» **Fragmento del documento**
--------

No todos los Imperios se asentaron en la potencia económica previa de los países que los lideraron. Se consolidaran desde el predominio económico o fuera este el fruto de su dominación política o militar, es una regla común de experiencia que un Imperio no puede sostenerse sobre la debilidad de su base económica.
Las grandes crisis lo ponen a prueba todo y constituyen el escenario de grandes cambios, de grandes avances o de grandes retrocesos. Esta Crisis está mostrando ante los ojos del Mundo las fragilidades de la sociedad norteamericana: las grandes desigualdades sociales de un país, el del “sueño americano”, que abandona a su suerte a millones de personas huérfanas de asistencia sanitaria y cuyo Estado, incapaz de garantizar aceptablemente la seguridad de sus ciudadanos, contempla resignado el incremento exponencial de la venta de armas.

--------

» **Material mostrado**
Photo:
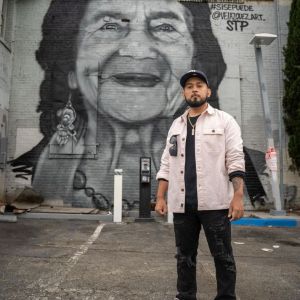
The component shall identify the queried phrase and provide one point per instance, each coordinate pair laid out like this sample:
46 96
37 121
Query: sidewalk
88 260
251 218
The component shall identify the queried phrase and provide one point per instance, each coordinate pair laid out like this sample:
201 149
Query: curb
267 222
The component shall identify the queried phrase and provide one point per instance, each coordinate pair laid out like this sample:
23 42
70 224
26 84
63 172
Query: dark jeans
217 230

--------

» **Preguntas y tareas**
1: Contesta estas preguntas sobre el fragmento acerca de los imperios y la crisis:
(a) ¿Sobre qué no puede sostenerse un Imperio?
(b) ¿Qué está mostrando esta Crisis ante los ojos del Mundo?
(c) ¿Qué contempla resignado el Estado norteamericano?
2: Indica si cada afirmación concuerda con el fragmento acerca de los imperios y la crisis. Responde sí o no y cita las palabras del fragmento que lo deciden.
(a) Todos los Imperios se asentaron en la potencia económica previa de sus países.
(b) Las grandes crisis son el escenario de grandes cambios.
(c) El Estado norteamericano garantiza aceptablemente la seguridad de sus ciudadanos.
3: Prolonga, por favor, el fragmento acerca de los imperios y la crisis a partir de su última frase.

» **Respuestas por tarea**
1:
(a) Sobre la debilidad de su base económica.
(b) Las fragilidades de la sociedad norteamericana.
(c) El incremento exponencial de la venta de armas.

2:
(a) No: "No todos los Imperios se asentaron en la potencia económica previa de los países que los lideraron."
(b) Sí: "constituyen el escenario de grandes cambios, de grandes avances o de grandes retrocesos"
(c) No: "incapaz de garantizar aceptablemente la seguridad de sus ciudadanos"

3:
Pero también a una Unión Europea maniatada por su incapacidad para vencer las resistencias de los Estados miembros a la pérdida de soberanía y consolidar unas Instituciones y un orden jurídico federales, con capacidad real de responder a los efectos presentes y futuros de la pandemia y de ejercer en el plano internacional una efectiva influencia, sustentada en los valores y principios de sus Tratados constitutivos (derechos humanos, defensa de la paz y la cooperación, respeto al Derechos y multilateralismo).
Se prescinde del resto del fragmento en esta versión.